Objective: Restate the records below word for word.

Records from a data source
'''
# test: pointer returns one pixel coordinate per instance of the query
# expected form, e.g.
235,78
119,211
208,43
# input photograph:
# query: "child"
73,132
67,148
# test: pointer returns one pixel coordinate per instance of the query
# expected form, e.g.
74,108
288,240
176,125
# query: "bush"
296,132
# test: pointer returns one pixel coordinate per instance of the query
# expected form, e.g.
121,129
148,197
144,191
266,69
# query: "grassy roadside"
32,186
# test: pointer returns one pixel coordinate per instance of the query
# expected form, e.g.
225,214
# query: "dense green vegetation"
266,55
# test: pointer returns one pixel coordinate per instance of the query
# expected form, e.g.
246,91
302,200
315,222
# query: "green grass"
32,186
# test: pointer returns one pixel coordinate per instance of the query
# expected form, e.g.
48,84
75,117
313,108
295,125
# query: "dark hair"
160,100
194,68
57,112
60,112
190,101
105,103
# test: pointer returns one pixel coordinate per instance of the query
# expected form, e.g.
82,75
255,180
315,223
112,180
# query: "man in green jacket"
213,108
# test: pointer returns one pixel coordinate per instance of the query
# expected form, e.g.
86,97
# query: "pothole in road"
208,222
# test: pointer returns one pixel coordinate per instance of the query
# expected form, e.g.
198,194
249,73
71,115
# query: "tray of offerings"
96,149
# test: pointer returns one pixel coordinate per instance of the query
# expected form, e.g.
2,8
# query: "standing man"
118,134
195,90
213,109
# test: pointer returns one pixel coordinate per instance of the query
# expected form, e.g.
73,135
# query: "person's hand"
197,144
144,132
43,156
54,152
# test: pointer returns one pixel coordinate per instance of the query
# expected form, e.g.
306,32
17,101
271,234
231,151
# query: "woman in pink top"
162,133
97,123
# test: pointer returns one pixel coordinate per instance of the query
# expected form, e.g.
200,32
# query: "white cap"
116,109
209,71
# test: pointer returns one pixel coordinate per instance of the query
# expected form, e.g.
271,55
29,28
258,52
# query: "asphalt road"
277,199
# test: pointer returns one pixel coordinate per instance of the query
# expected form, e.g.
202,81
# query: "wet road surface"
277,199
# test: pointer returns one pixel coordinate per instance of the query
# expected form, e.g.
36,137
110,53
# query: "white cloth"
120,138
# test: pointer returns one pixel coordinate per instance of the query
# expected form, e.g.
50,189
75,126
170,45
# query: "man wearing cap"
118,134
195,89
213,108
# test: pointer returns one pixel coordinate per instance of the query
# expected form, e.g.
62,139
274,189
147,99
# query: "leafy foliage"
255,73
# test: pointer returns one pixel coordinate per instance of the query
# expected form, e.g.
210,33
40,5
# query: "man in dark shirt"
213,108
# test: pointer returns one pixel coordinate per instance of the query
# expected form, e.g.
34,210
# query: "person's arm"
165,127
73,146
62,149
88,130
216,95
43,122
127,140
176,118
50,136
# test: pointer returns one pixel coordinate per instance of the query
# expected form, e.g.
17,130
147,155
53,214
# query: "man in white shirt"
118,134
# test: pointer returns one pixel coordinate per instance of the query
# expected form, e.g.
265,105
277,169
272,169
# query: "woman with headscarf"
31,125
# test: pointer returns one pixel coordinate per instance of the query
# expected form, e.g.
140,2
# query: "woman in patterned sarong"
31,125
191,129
'''
Answer to this problem:
# test: pointer returns one pixel coordinate per instance of the query
# expected form, e.g.
235,78
119,211
208,43
# input photograph:
# query: "child"
73,132
67,148
# test: pointer returns one pixel coordinate per instance of the query
# expected form, e.g.
74,108
288,240
176,125
# query: "bush"
296,132
# test: pointer returns one pixel coordinate per instance of the query
# expected form, e.g.
121,129
148,197
144,191
266,69
# query: "grassy roadside"
32,186
# test: pointer returns one pixel coordinate per instance of the query
# expected form, e.g.
225,214
# query: "dense green vegetation"
266,55
# test: pointer returns one pixel coordinate per instance of the query
# expected form, e.g.
246,91
302,200
315,222
# query: "green grass"
32,186
# test: pointer returns one pixel coordinate per instance of the query
# expected form, e.g.
48,84
75,117
313,108
295,125
# query: "dark hair"
160,100
194,68
57,112
60,112
190,101
105,103
# test: pointer returns one pixel coordinate per instance of the query
# expected form, e.g.
82,75
255,180
315,223
112,180
# query: "man in green jacket"
213,108
# test: pointer returns one pixel coordinate per instance of the query
# expected form, e.g.
86,97
# query: "pothole in road"
208,222
# test: pointer returns one pixel coordinate per instance of the query
# expected form, e.g.
198,194
249,73
71,115
# query: "tray of offerings"
96,149
# test: pointer returns one pixel coordinate per instance of the query
# expected form, e.g.
2,8
# query: "standing man"
118,134
195,90
213,109
# test: pointer returns one pixel coordinate per instance of the query
# expected form, e.g.
73,135
# query: "person's hand"
197,144
144,132
43,156
54,152
# test: pointer returns one pixel coordinate per instance of the query
# expected form, e.g.
306,32
17,101
271,234
231,151
# query: "woman in pink top"
162,133
97,123
# test: pointer returns one pixel coordinate per instance of the query
# expected form, e.g.
200,32
# query: "white cap"
116,109
209,71
# test: pointer returns one pixel coordinate per instance of the query
# expected form, e.g.
271,55
29,28
258,52
# query: "asphalt road"
277,199
# test: pointer returns one pixel coordinate per instance of the query
# expected form, e.g.
202,81
# query: "wet road surface"
277,199
# test: pointer returns one pixel coordinate per instance of the query
# expected form, e.g.
36,137
110,53
# query: "white cloth"
120,138
# test: pointer returns one pixel coordinate per instance of the query
# expected form, e.g.
50,189
75,126
170,45
# query: "man wearing cap"
118,134
195,89
213,108
# test: pointer returns one pixel coordinate per instance of the query
# expected form, e.g.
62,139
274,189
147,99
# query: "leafy foliage"
255,73
# test: pointer returns one pixel coordinate per instance of the query
# expected form, e.g.
210,33
40,5
# query: "man in dark shirt"
213,108
# test: pointer returns one pixel coordinate per instance of the query
# expected form, e.g.
34,210
# query: "person's arm"
165,127
73,146
62,149
88,130
216,95
43,122
127,140
176,118
50,136
# test: pointer returns one pixel coordinate per instance of the query
# expected form, e.g.
17,130
147,155
53,214
# query: "man in white shirt"
118,134
# test: pointer returns one pixel coordinate per instance of the query
# expected form, e.g.
265,105
277,169
272,169
# query: "woman with headscarf"
31,125
# test: pointer returns one pixel coordinate per instance of the query
# expected form, e.g.
140,2
# query: "woman in patterned sarong"
31,125
191,129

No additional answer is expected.